• The request
Output each entry verbatim and exclude every picture from it.

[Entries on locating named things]
Begin
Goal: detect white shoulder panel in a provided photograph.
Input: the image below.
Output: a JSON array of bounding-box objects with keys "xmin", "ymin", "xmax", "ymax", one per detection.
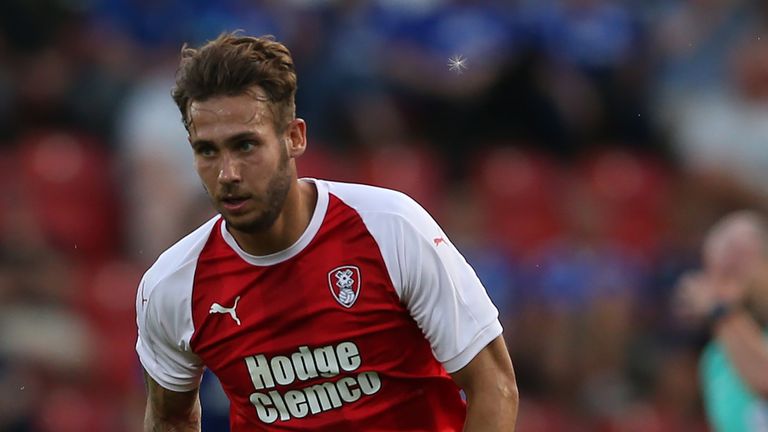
[
  {"xmin": 136, "ymin": 215, "xmax": 219, "ymax": 391},
  {"xmin": 328, "ymin": 182, "xmax": 502, "ymax": 372}
]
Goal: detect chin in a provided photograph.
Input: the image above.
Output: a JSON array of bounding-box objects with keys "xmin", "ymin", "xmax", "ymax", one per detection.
[{"xmin": 222, "ymin": 213, "xmax": 277, "ymax": 233}]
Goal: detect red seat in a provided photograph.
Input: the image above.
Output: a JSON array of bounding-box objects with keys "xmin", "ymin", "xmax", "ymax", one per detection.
[
  {"xmin": 575, "ymin": 150, "xmax": 669, "ymax": 256},
  {"xmin": 357, "ymin": 143, "xmax": 445, "ymax": 219},
  {"xmin": 471, "ymin": 147, "xmax": 562, "ymax": 255},
  {"xmin": 18, "ymin": 132, "xmax": 120, "ymax": 257}
]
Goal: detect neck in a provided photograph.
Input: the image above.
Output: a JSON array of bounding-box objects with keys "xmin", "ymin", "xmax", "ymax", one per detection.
[{"xmin": 227, "ymin": 179, "xmax": 317, "ymax": 256}]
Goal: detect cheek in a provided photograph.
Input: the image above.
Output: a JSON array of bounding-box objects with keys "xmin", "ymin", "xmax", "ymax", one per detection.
[{"xmin": 194, "ymin": 159, "xmax": 219, "ymax": 184}]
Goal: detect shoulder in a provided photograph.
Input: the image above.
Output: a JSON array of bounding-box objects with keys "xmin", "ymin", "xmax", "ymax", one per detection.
[
  {"xmin": 324, "ymin": 181, "xmax": 427, "ymax": 219},
  {"xmin": 141, "ymin": 215, "xmax": 221, "ymax": 299}
]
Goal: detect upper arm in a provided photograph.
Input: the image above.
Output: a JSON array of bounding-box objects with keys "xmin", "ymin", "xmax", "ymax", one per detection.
[
  {"xmin": 451, "ymin": 336, "xmax": 517, "ymax": 398},
  {"xmin": 364, "ymin": 196, "xmax": 502, "ymax": 372},
  {"xmin": 136, "ymin": 275, "xmax": 203, "ymax": 392},
  {"xmin": 144, "ymin": 371, "xmax": 200, "ymax": 431}
]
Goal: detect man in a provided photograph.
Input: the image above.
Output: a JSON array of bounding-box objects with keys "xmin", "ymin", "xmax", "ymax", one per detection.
[
  {"xmin": 679, "ymin": 211, "xmax": 768, "ymax": 432},
  {"xmin": 136, "ymin": 34, "xmax": 518, "ymax": 432}
]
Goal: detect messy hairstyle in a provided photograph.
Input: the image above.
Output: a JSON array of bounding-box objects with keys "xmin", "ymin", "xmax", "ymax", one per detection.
[{"xmin": 171, "ymin": 32, "xmax": 296, "ymax": 132}]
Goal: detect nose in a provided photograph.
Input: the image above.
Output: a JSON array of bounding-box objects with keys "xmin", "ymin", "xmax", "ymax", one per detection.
[{"xmin": 218, "ymin": 155, "xmax": 241, "ymax": 184}]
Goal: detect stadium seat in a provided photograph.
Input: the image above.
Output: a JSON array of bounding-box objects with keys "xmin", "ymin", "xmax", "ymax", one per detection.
[
  {"xmin": 471, "ymin": 146, "xmax": 562, "ymax": 256},
  {"xmin": 18, "ymin": 131, "xmax": 120, "ymax": 257}
]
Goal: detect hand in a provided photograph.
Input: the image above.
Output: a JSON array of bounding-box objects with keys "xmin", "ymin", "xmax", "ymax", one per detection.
[{"xmin": 674, "ymin": 272, "xmax": 745, "ymax": 324}]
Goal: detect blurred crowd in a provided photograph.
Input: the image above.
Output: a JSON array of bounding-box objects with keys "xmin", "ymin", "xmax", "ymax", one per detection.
[{"xmin": 0, "ymin": 0, "xmax": 768, "ymax": 432}]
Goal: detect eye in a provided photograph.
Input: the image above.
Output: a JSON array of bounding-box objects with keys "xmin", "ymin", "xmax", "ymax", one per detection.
[
  {"xmin": 195, "ymin": 145, "xmax": 216, "ymax": 157},
  {"xmin": 237, "ymin": 140, "xmax": 256, "ymax": 152}
]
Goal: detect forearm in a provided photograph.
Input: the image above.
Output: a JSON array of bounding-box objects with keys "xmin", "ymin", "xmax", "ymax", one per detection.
[
  {"xmin": 714, "ymin": 311, "xmax": 768, "ymax": 397},
  {"xmin": 464, "ymin": 383, "xmax": 519, "ymax": 432}
]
End
• Exercise result
Goal: detect white shoulder panel in a provided photograph.
Input: the image below.
Output: a JSON array of bounding-box objects with keys "xmin", "ymin", "xmax", "ymax", one per detection.
[
  {"xmin": 136, "ymin": 215, "xmax": 219, "ymax": 391},
  {"xmin": 328, "ymin": 182, "xmax": 502, "ymax": 372}
]
Goal: detect chin in a provided photograph.
Input: the image above.
Output: a JSON array of bounding-box objects with keys "xmin", "ymin", "xmax", "ymax", one per detection.
[{"xmin": 222, "ymin": 213, "xmax": 277, "ymax": 233}]
Goal: detect red seat in a provided photograph.
Input: the image above.
Output: a JSON array of bounding-box objects with keys "xmin", "ymin", "xmax", "ymax", one per detection.
[
  {"xmin": 575, "ymin": 150, "xmax": 669, "ymax": 256},
  {"xmin": 357, "ymin": 143, "xmax": 445, "ymax": 219},
  {"xmin": 471, "ymin": 147, "xmax": 562, "ymax": 255},
  {"xmin": 18, "ymin": 132, "xmax": 120, "ymax": 257}
]
Goal: detect neck in a provided photograph.
Input: the image above.
Output: a JSON array of bounding-box objects with keys "xmin", "ymin", "xmax", "ymax", one per detection.
[{"xmin": 227, "ymin": 179, "xmax": 317, "ymax": 256}]
Goal: detect cheek in a provided photograph.
Input: the image above.
Output: a JSON array of bounding-box objects with keys "xmin", "ymin", "xmax", "ymax", one per detection.
[{"xmin": 194, "ymin": 159, "xmax": 219, "ymax": 184}]
Goal: detect shoulder in a provided photograph.
Input: the image above.
Output: a JSON array of bounding-box objects with keys "xmin", "ymin", "xmax", "ymax", one per detection.
[
  {"xmin": 324, "ymin": 181, "xmax": 427, "ymax": 219},
  {"xmin": 141, "ymin": 215, "xmax": 221, "ymax": 299}
]
Goal: detect upper arm in a provided photograph.
Input: the image above.
Output: a JSON array of bounding-box objects with keys "xmin", "ymin", "xmax", "ymax", one per detection.
[
  {"xmin": 451, "ymin": 336, "xmax": 517, "ymax": 398},
  {"xmin": 364, "ymin": 196, "xmax": 502, "ymax": 372},
  {"xmin": 136, "ymin": 275, "xmax": 203, "ymax": 392},
  {"xmin": 144, "ymin": 371, "xmax": 200, "ymax": 431}
]
Goal: detect man in a provided photograph.
Input: the image above.
Output: a JSON array of bounding-box objects with keys "xmin", "ymin", "xmax", "ymax", one per detection.
[
  {"xmin": 679, "ymin": 211, "xmax": 768, "ymax": 432},
  {"xmin": 136, "ymin": 34, "xmax": 518, "ymax": 432}
]
Goal: detect messy hairstyle in a provided photograph.
Input: the image above.
Output: a JSON array of bounding-box objects with keys "xmin", "ymin", "xmax", "ymax", one per detection.
[{"xmin": 171, "ymin": 32, "xmax": 296, "ymax": 132}]
Goal: detect nose in a provided photograph.
Input: the image above.
Output: a JSON array of bounding-box objects with keys "xmin", "ymin", "xmax", "ymax", one per detection.
[{"xmin": 218, "ymin": 155, "xmax": 241, "ymax": 184}]
Goal: detect stadium seat in a provided photograph.
Input: the image above.
Output: a JSON array of bounding-box objects with keys "xmin", "ymin", "xmax", "ymax", one per detection.
[
  {"xmin": 471, "ymin": 146, "xmax": 562, "ymax": 256},
  {"xmin": 18, "ymin": 131, "xmax": 120, "ymax": 257}
]
Goal: detect hand in a provided photograph.
Input: the image above.
Output: a JSON array of bounding-box objects with keys "xmin", "ymin", "xmax", "ymax", one per detection.
[{"xmin": 674, "ymin": 272, "xmax": 745, "ymax": 324}]
Goal: detect blurred crowd in a provided photograph.
Input: the image above.
Output: a JSON array of bounding-box objects with keys "xmin", "ymin", "xmax", "ymax", one per detection.
[{"xmin": 0, "ymin": 0, "xmax": 768, "ymax": 432}]
Goal: detect eye in a provided photograph.
Input: the image above.
Output: a JSON array of bounding-box objects with keys "xmin", "ymin", "xmax", "ymax", one per detection.
[
  {"xmin": 195, "ymin": 145, "xmax": 216, "ymax": 157},
  {"xmin": 237, "ymin": 140, "xmax": 256, "ymax": 152}
]
Goal: detect forearm in a provided photograph.
Input: the image above.
Output: a JSON array of bounding-box objects with keys "xmin", "ymin", "xmax", "ymax", one per detection.
[
  {"xmin": 714, "ymin": 311, "xmax": 768, "ymax": 397},
  {"xmin": 464, "ymin": 383, "xmax": 519, "ymax": 432}
]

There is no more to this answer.